AIM OF THE TASK
Each record must be retyped word for word.

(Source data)
**********

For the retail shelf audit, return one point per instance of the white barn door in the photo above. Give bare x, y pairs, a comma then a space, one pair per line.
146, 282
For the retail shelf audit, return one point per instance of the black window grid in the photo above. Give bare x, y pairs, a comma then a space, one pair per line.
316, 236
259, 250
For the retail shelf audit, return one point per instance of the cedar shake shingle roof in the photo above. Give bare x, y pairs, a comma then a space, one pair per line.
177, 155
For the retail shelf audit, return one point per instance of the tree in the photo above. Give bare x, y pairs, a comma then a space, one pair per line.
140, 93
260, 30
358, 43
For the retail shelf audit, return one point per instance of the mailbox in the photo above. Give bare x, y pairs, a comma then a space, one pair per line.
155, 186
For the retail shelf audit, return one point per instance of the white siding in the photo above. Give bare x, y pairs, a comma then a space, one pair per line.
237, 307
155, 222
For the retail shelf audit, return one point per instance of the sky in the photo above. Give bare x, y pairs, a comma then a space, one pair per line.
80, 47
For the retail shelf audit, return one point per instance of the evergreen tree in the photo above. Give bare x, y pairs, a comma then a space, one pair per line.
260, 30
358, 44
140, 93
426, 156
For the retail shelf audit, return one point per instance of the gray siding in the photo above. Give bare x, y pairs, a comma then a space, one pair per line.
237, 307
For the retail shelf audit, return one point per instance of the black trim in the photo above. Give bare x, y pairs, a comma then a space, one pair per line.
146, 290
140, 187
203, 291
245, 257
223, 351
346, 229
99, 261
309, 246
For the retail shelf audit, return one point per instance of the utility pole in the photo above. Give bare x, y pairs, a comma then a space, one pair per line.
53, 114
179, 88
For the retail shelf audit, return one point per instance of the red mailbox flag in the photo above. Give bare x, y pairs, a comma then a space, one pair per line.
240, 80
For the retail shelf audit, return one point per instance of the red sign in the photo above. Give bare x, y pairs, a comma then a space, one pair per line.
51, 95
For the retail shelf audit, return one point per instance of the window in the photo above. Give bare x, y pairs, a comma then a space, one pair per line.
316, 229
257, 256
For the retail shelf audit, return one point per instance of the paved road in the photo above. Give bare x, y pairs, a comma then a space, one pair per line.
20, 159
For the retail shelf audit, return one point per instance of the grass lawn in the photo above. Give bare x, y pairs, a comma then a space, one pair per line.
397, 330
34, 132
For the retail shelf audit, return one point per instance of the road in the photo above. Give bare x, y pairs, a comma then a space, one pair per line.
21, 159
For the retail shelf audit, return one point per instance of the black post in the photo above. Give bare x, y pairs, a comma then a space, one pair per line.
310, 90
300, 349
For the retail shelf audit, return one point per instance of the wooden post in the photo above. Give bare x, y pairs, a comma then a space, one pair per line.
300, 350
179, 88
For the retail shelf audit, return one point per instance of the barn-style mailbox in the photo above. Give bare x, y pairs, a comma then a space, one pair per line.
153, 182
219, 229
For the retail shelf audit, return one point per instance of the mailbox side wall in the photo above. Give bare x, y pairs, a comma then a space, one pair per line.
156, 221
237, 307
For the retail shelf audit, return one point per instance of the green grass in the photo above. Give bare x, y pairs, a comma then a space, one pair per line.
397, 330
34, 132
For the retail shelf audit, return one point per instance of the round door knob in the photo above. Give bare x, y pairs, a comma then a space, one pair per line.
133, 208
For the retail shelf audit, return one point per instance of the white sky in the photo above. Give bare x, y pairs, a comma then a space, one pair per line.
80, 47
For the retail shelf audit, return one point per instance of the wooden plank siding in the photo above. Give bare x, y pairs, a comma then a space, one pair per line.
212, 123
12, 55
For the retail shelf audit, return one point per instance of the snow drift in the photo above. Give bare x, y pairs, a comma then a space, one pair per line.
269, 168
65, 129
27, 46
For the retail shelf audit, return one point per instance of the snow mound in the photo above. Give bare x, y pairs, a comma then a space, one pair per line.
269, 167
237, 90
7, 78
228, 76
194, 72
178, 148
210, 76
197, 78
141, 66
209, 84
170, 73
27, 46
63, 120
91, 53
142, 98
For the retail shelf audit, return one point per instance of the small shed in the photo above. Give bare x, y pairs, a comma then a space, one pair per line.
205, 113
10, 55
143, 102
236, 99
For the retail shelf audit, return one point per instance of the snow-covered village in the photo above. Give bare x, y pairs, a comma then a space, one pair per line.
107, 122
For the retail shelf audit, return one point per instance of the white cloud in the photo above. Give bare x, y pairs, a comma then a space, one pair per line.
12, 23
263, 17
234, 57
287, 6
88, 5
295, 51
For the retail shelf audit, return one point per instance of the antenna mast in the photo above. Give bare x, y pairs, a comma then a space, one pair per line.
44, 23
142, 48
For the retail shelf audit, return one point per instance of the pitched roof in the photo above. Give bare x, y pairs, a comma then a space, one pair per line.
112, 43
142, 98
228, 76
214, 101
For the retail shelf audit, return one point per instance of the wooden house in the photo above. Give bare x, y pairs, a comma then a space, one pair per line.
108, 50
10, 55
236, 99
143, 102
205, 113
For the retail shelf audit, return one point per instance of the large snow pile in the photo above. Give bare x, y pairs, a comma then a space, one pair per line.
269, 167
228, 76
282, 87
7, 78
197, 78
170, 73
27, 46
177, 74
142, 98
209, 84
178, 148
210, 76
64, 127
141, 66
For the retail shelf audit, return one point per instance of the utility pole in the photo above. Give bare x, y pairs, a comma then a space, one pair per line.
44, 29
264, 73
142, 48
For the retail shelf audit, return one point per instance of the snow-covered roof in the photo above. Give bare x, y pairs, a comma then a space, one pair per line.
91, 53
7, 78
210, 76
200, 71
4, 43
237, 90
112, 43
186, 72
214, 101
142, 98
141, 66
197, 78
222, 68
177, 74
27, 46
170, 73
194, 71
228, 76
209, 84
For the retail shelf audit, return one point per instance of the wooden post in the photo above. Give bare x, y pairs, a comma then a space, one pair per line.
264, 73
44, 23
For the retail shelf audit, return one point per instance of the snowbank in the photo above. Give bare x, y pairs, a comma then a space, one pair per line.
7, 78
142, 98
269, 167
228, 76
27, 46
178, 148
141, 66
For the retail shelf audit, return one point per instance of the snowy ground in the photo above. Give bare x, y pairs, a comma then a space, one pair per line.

**********

ANSWER TO THIS PROBLEM
For the retail shelf audit, return one point per instance of the white barn door in the photo above. Give bare x, y pairs, a comma then a space, one pair per line.
146, 282
For the retail shelf audit, return one point per instance of the black window grid in the photo above. Give bare x, y pairs, a comma then a space, one pair per line.
316, 236
259, 250
For the retail shelf audit, return one point per instance of the cedar shake shingle roof in the photo above. Give bare x, y pairs, a comma then a space, one pair per line.
177, 155
For the retail shelf audit, return one point per instance of the tree in the photo above. Give bare x, y pairs, a comma then a space, one pair per line.
140, 93
260, 30
358, 43
For the retail shelf audit, return one point per instance of the mailbox in the photo above. Give bare x, y pairs, a comma then a space, one pair per line.
155, 186
For the retail shelf audit, return one point per instance of the white siding in the photo above. Give bare x, y pairs, a comma then a space, one pair per line.
237, 307
155, 222
For the retail shelf audit, return one point per instance of the sky in the photo above. Give bare x, y pairs, a comma then a space, one pair per line.
80, 47
For the retail shelf audit, return one point per instance of the evergreen tree in the photo above. Give bare x, y pairs, a comma then a space, one pair per line.
260, 30
358, 44
140, 93
426, 156
For the retail shelf audit, return one point per instance of the gray siding in the photo above. Give bare x, y pairs, a comma then a space, one pair per line.
237, 307
For the retail shelf audit, return one point per instance of the black trim in the photo above. Give bare x, y pairs, a comma then a space, one pair per line.
146, 290
140, 187
203, 291
245, 257
223, 351
346, 229
99, 261
309, 246
For the retail shelf audit, return one point per instance of the utility pole in the photo above. Give bare x, y pairs, a comma then a space, one pair per line.
53, 114
179, 88
For the retail shelf audit, return one point per instance of the red mailbox flag in the photo above. Give bare x, y pairs, a comma then a space, one pair per line.
240, 80
For the retail shelf audit, return one point per instance of the red sign in the photo above. Give bare x, y pairs, a comma then a space, one pair per line.
51, 95
For the retail shelf audit, return one point per instance of the window in the photo above. Give bare x, y pairs, a comma then a space, one pair per line.
316, 229
257, 256
For the retail shelf audit, return one point per instance of the paved road in the photo above. Give bare x, y pairs, a comma then a space, one pair per line.
20, 159
For the retail shelf audit, return one point per instance of the grass lawn in the photo above. Give bare x, y pairs, a comma then a space, one pair per line.
397, 330
34, 132
For the retail shelf audit, return one point per instance of the road in the photo above. Give bare x, y pairs, a comma then a space, one pair per line.
21, 159
For the retail shelf audit, return one point per instance of the black post in the photo above. Give bare x, y pairs, a comma then a space, one pair per line.
310, 90
300, 349
For the retail shelf audit, return one point per instance of the wooden post in the photo above. Give bare x, y pairs, a comma then a space, one pair per line.
300, 350
179, 88
For the retail shelf audit, return one point per instance of the barn-style mailbox in the photo above. Give bare x, y pairs, a comma then a space, one pair per line.
153, 182
219, 229
For the retail shelf audit, return one point per instance of the mailbox side wall in the photo above. Give bare x, y pairs, a comma then a space, one pair per line.
156, 221
237, 307
For the retail shelf audit, return one point per instance of the green grass in the photo above. Give bare x, y pairs, a comma then a space, one pair per line.
397, 330
34, 132
For the retail shelf audit, return one point per instance of the round door knob in the photo above. Give bare x, y pairs, a comma then a space, one pair per line.
133, 208
For the retail shelf audit, return one point per instance of the white sky in the photo above. Give bare x, y pairs, a comma then a space, one pair per line.
80, 47
For the retail shelf audit, return one point per instance of the wooden plank siding in the photo above. Give bare x, y pairs, a comma then a space, one pair per line.
212, 123
12, 55
For the retail shelf audit, return one point per instance of the snow drift in the photo above. Give bare x, y pairs, a comma then a space, one pair per line.
269, 168
65, 129
27, 46
For the retail shelf audit, return one point per instance of the snow mound in the photo above. Give bare x, y pairs, a comma then a space, one pair per line.
269, 167
237, 90
7, 78
228, 76
194, 72
178, 148
210, 76
197, 78
141, 66
209, 84
170, 73
27, 46
63, 120
91, 53
142, 98
For the retail shelf audit, return one point per instance of the small shed in the photo above. Give bare x, y pairs, a comma then a space, one pair per line.
205, 113
10, 55
143, 102
236, 99
For the retail shelf audit, return one point per instance of the snow-covered village in the photo above. Give bare x, y pairs, a comma then a space, one pair per line.
107, 122
For the retail shelf audit, return one point per instance of the white cloud in the photo above. Give bare x, y pairs, a comma then a space, one pair per line.
12, 23
263, 17
234, 57
287, 6
88, 5
295, 51
For the retail shelf audit, return one point per instance of the antenna mast in the photo above. Give bare x, y pairs, a comma then a space, one pair per line.
44, 23
142, 48
For the retail shelf audit, return one point per instance of the pitched roof in the photo above. Give bare x, y pairs, a comma then a space, one pair per line.
112, 43
142, 98
228, 76
214, 101
For the retail shelf audit, return one point per instance of the wooden house in the photo above. Give bare x, y pairs, a comma then a space, one pair per line.
108, 50
10, 55
236, 99
143, 102
205, 113
For the retail shelf audit, return one point per instance of the large snow pile in the photo above. Give bare x, y pairs, a comma then a space, one pair per line.
269, 167
228, 76
282, 87
7, 78
197, 78
170, 73
27, 46
177, 74
142, 98
209, 84
178, 148
210, 76
64, 127
141, 66
For the retail shelf audit, return one point per instance of the utility pole in the photo above. Give bare x, y pairs, a comma then a space, one pair per line.
44, 29
264, 73
142, 48
For the retail shelf audit, return one point per instance of the snow-covered roof in the photo above. Give bare x, y pairs, a comma then a space, one pair per line.
91, 53
7, 78
210, 76
200, 71
4, 43
237, 90
112, 43
186, 72
214, 101
142, 98
141, 66
197, 78
222, 68
177, 74
27, 46
170, 73
194, 71
228, 76
209, 84
For the retail shelf audit, return one point per instance of the wooden post in the photo above. Give bare x, y pairs, a comma then a space, one pair per line.
264, 73
44, 23
For the retail shelf audit, return one point per instance of the snowbank in the photo above. Give bare x, y pairs, a comma then a space, one pair per line.
7, 78
142, 98
269, 167
228, 76
27, 46
178, 148
141, 66
For the retail shelf audit, return one point per instance of the snowy ground in the photo above. Give bare x, y pairs, a comma then a space, one pair per line.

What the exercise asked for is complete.